From the first line to the last, write out the records below exactly as they appear.

*Data*.
- - -

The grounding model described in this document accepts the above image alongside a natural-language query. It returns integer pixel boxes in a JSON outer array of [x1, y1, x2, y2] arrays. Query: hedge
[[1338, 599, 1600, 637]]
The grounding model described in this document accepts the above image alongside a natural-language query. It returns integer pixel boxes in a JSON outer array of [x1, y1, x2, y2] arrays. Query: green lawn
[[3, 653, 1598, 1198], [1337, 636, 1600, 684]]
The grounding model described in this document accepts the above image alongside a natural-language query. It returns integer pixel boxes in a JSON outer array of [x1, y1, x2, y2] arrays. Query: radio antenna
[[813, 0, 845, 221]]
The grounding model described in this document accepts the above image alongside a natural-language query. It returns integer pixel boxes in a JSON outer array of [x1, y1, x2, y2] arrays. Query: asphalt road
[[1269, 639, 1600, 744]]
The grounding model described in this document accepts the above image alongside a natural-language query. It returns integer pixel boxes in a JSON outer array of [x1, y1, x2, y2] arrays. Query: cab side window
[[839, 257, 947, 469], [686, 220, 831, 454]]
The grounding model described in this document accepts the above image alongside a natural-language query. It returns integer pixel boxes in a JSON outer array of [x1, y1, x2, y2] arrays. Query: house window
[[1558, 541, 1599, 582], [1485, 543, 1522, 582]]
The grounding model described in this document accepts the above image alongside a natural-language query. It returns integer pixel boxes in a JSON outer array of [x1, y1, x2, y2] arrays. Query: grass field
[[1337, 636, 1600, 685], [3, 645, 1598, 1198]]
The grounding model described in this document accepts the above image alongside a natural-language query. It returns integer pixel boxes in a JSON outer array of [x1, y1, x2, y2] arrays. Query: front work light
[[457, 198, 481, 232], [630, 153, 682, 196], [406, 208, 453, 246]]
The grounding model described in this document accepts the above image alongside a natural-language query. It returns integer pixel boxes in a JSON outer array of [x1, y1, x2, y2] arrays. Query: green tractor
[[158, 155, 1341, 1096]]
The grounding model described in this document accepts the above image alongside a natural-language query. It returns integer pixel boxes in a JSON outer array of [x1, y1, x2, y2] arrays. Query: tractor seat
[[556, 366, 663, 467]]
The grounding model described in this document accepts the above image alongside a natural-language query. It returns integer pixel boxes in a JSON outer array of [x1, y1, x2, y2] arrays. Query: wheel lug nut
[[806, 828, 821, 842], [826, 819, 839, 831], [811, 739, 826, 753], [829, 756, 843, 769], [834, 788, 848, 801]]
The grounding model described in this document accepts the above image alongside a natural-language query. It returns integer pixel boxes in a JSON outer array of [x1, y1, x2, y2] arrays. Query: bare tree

- - -

*Output of the task*.
The grounding model described in this document accepts the above image alongside a natural-language query. It returns integer pixel boxes in a JSON outer array of [x1, y1, x2, y2] arrays. Query: hedge
[[1338, 599, 1600, 637]]
The grounding model described in this document accepts the above image alongside a natural-language query. It returns integer pixel boxes in a JSON outer array of [x1, y1, x2, y2] arrays. Query: green lawn
[[3, 653, 1598, 1198], [1337, 636, 1600, 684]]
The grounding model described in this document accepts the above image alongside a natural-language query. It returns integer pixel boxes in a JSON outer array of [x1, y1, x2, y2] arrays. Query: radio antenna
[[813, 0, 845, 221]]
The grounding model described in this document accepts the above image alongside a natural-language query. It returns integer pixel boxes in a JSON outer array of [x1, y1, x2, y2] arrays. Query: asphalt road
[[1269, 639, 1600, 744]]
The grounding model described in this document accepts the above image alongside a natural-language query. It returns integer pixel boxes in a JSON outer array of [x1, y1, x2, y2] arrays. Query: cab side window
[[839, 257, 947, 469], [686, 220, 831, 454]]
The grounding model described in this document accepts the above image alongside a natural-language query. It returns integer pixel boxes in a JSON outer array of [x1, y1, x2, y2] arrays. Query: house window
[[1558, 541, 1599, 582], [1485, 543, 1522, 582]]
The grounding model described in this document accepts the above image alongside a natural-language query. It returns integer pixel boxes in a JSON outer array of [x1, y1, x2, y2] arrays. Query: grass field
[[1337, 636, 1600, 685], [3, 645, 1598, 1198]]
The grounding model described in this document accepts the above image alongside a natural-language query. It returns integer pixel boxes in a JSON outer array of [x1, y1, x2, y2] arrays. Query: front work light
[[457, 198, 481, 232], [630, 153, 682, 196], [406, 208, 453, 246]]
The grounding model described in this document accepts the above image alongside a natural-language query. It returns integer pixel boxes in a JSON outer array of [x1, y1, x2, y2] arrays. Query: green tractor
[[158, 155, 1341, 1096]]
The grounding model described in this document accepts the above image alongside a natural-language query. It returns integer pixel boxes in a JSON outer array of [x1, y1, x2, y2] arrays. Query: tractor seat
[[556, 366, 663, 467]]
The grounding model described in this document accepts the above image alongside a natural-language query. It returns integer pixel boxes in a JSON outer array of [x1, y1, x2, y2] arrays. Query: wheel lug nut
[[806, 828, 821, 842], [826, 819, 839, 831], [811, 739, 826, 753], [829, 756, 843, 769], [834, 788, 848, 801]]
The grounding model described in this document accepts the above image alongside a natural-language query. It returns integer pixel boxes in a JSON outer array of [x1, y1, x2, y2] arrays. Query: bare tree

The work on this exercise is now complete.